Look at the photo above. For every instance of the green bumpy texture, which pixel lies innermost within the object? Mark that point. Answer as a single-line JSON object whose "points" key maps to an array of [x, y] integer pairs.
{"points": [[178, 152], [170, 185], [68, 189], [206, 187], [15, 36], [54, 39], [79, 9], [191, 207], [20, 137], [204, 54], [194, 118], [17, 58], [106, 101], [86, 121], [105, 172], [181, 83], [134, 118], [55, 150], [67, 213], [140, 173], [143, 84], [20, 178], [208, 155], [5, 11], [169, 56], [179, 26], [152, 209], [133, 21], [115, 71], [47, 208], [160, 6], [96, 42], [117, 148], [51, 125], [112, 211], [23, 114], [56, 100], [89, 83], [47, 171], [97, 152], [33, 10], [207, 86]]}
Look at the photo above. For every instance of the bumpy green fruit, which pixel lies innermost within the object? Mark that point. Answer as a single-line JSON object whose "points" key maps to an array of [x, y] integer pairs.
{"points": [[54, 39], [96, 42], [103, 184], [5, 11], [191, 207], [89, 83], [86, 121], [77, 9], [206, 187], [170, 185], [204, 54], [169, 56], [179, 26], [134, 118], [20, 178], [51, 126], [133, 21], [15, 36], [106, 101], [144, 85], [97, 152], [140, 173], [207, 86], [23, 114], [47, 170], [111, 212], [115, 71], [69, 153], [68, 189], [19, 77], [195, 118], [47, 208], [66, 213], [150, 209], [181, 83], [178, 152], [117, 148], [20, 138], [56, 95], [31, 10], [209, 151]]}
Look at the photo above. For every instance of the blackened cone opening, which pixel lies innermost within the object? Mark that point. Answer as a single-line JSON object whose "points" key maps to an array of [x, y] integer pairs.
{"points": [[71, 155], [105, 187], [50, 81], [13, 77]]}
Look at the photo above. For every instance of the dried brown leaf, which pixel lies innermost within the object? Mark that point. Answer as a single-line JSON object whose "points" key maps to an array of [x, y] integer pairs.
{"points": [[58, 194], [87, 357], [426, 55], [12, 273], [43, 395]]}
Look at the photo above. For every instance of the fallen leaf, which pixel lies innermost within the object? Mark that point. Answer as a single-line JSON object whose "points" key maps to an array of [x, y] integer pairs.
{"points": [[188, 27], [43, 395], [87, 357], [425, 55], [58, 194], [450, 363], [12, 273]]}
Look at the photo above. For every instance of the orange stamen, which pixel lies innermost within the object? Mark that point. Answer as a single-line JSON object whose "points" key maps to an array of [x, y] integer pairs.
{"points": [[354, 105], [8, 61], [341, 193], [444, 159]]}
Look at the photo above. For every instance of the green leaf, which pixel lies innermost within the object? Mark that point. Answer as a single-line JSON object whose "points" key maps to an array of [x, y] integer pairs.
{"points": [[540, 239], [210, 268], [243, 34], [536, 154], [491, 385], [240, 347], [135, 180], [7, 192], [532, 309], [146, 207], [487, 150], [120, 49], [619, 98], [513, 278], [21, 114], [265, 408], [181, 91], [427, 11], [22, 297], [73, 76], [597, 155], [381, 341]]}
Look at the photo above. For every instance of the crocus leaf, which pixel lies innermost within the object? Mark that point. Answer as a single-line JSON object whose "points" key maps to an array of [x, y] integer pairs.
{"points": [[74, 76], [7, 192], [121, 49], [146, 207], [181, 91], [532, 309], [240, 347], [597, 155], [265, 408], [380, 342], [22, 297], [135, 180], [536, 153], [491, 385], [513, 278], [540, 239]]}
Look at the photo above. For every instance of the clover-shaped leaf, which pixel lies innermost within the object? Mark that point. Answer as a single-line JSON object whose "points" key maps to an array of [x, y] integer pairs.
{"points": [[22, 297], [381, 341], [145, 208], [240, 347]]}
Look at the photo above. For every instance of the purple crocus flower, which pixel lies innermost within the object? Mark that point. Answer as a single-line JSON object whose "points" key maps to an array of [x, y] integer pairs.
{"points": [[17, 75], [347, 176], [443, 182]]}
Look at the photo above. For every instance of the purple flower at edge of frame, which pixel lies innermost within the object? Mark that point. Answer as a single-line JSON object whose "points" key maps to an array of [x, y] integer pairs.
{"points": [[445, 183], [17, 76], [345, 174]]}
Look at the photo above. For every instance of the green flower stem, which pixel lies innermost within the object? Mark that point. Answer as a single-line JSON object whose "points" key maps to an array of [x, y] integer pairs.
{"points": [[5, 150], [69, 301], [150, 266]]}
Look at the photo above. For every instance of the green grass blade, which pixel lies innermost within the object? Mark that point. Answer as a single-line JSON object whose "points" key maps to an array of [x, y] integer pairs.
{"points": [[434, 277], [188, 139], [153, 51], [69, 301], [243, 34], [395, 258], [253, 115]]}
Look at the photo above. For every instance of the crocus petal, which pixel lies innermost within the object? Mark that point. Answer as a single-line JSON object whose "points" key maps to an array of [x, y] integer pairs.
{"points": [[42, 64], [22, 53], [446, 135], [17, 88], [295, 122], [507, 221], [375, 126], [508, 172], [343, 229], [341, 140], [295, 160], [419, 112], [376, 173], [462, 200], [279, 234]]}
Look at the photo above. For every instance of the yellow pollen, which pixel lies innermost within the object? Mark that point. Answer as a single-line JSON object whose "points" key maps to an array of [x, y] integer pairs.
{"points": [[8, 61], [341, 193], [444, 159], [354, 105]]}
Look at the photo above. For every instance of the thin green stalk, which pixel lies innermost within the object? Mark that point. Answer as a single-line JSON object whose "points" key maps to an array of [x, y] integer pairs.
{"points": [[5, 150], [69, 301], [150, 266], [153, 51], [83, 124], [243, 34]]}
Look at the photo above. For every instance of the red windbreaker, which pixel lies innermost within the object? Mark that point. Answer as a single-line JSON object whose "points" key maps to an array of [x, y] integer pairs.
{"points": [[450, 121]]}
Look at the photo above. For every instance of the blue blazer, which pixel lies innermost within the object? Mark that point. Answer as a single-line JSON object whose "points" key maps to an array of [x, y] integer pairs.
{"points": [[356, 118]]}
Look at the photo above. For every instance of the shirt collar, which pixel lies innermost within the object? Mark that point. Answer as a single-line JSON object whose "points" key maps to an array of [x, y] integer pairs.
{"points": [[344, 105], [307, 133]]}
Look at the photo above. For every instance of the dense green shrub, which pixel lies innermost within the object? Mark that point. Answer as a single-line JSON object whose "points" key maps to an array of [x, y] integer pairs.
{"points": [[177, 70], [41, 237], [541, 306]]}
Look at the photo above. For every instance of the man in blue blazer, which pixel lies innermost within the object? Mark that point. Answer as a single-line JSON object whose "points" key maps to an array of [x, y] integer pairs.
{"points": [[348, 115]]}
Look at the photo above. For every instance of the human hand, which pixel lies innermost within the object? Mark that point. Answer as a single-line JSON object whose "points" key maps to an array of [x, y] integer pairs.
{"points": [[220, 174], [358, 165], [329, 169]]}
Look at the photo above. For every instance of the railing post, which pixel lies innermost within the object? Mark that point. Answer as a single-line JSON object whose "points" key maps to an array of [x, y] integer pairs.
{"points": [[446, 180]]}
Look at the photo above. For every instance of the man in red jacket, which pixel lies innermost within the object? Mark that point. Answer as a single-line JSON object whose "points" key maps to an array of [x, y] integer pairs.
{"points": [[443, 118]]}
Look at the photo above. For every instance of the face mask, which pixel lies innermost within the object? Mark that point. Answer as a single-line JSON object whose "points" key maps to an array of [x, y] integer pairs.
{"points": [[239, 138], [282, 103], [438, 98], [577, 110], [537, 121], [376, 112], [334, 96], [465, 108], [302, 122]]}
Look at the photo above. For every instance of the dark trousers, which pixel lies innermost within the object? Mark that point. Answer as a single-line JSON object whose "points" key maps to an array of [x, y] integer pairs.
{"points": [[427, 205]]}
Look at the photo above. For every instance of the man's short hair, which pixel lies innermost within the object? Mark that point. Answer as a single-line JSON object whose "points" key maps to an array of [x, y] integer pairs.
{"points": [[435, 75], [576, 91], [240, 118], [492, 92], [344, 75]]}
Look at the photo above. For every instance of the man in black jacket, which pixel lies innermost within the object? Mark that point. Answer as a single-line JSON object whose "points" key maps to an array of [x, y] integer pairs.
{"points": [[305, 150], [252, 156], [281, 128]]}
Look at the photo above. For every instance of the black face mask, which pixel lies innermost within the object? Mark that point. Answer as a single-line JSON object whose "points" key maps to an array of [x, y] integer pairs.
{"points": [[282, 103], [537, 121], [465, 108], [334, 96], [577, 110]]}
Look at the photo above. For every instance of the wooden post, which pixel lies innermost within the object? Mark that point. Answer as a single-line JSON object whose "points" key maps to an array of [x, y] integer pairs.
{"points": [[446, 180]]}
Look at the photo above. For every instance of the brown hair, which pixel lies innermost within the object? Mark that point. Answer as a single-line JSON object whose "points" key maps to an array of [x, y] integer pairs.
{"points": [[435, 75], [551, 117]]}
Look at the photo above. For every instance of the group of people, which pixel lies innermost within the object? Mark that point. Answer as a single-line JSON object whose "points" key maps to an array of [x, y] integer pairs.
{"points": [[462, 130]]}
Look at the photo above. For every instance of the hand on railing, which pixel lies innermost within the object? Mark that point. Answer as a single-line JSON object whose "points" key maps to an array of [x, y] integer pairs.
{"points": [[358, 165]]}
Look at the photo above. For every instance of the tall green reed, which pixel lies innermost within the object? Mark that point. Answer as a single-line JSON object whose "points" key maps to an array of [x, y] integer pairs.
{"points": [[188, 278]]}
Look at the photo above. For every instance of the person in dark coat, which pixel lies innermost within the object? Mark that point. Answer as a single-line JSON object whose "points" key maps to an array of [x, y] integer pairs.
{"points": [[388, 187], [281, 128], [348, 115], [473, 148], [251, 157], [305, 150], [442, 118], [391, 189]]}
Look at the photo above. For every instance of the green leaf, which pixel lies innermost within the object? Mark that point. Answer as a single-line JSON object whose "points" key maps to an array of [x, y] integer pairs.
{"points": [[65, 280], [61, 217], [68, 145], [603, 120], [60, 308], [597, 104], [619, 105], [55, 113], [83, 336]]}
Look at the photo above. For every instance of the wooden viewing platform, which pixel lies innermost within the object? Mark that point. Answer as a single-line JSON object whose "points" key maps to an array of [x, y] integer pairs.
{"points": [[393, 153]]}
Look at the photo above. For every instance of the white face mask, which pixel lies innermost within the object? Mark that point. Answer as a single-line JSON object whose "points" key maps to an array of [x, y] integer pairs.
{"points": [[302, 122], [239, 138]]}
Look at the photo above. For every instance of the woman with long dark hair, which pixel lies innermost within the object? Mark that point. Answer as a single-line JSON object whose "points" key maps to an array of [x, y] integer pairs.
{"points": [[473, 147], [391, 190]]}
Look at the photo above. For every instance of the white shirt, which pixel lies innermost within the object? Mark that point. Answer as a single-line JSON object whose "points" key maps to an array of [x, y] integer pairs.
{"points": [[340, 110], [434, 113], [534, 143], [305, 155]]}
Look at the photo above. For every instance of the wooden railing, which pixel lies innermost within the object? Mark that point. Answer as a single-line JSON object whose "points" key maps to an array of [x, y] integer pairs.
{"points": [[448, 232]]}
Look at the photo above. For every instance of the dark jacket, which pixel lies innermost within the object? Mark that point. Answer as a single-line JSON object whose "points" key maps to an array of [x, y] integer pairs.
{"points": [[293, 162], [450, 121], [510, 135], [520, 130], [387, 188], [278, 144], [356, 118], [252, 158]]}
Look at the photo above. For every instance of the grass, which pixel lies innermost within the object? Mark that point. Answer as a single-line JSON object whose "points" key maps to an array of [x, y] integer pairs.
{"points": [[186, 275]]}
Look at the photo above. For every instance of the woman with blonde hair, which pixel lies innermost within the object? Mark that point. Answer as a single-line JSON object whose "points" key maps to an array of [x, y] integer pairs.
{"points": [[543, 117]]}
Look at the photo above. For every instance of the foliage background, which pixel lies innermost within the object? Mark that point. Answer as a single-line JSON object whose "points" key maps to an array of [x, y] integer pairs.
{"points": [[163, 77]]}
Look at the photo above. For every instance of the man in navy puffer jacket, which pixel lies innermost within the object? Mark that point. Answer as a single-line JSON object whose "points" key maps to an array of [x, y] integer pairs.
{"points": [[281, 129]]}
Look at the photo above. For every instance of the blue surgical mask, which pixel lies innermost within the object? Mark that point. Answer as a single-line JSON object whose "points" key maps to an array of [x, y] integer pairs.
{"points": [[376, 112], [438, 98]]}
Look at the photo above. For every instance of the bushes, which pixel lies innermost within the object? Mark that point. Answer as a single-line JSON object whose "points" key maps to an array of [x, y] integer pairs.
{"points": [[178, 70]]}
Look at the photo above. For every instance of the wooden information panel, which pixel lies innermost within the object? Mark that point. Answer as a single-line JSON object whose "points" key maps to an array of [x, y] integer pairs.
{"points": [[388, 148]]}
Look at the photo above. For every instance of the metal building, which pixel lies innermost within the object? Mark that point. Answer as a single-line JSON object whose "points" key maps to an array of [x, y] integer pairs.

● What you need to do: Beginning at the line that holds "man in navy", write out word for word each line through the end of the records.

● Output of the task:
Look at the photo above. For every instance of the man in navy puffer jacket, which pixel lies innermost within the object? Mark that point. Answer as a single-line JSON object whose "points" key maps to an array of [x, y] integer pairs.
{"points": [[281, 129]]}
Look at the photo above. For every instance of the blue surgical mask, which pixel lies innermost within the object? Mark that point. Answer as a single-line JSON object whose "points" key maps to an array of [x, y] integer pairs.
{"points": [[376, 112], [438, 98]]}
Look at the photo above. For every instance of the bushes, which pixel lies innermost within the object? Mark that point. Answer as a single-line JSON object whose "points" key maps to an array of [x, y] integer pairs.
{"points": [[178, 70]]}
Look at the photo above. For every instance of the wooden information panel, which pixel lies innermost within the object? Mark that point. Answer as a single-line JSON object whose "points" key maps to an array of [x, y] integer pairs.
{"points": [[388, 148]]}
Look at the photo above. For every instance of the metal building, which pixel lies innermost within the object? Mark that point. Answer as a single-line JSON object whose "points" key maps to an array of [x, y] integer pairs.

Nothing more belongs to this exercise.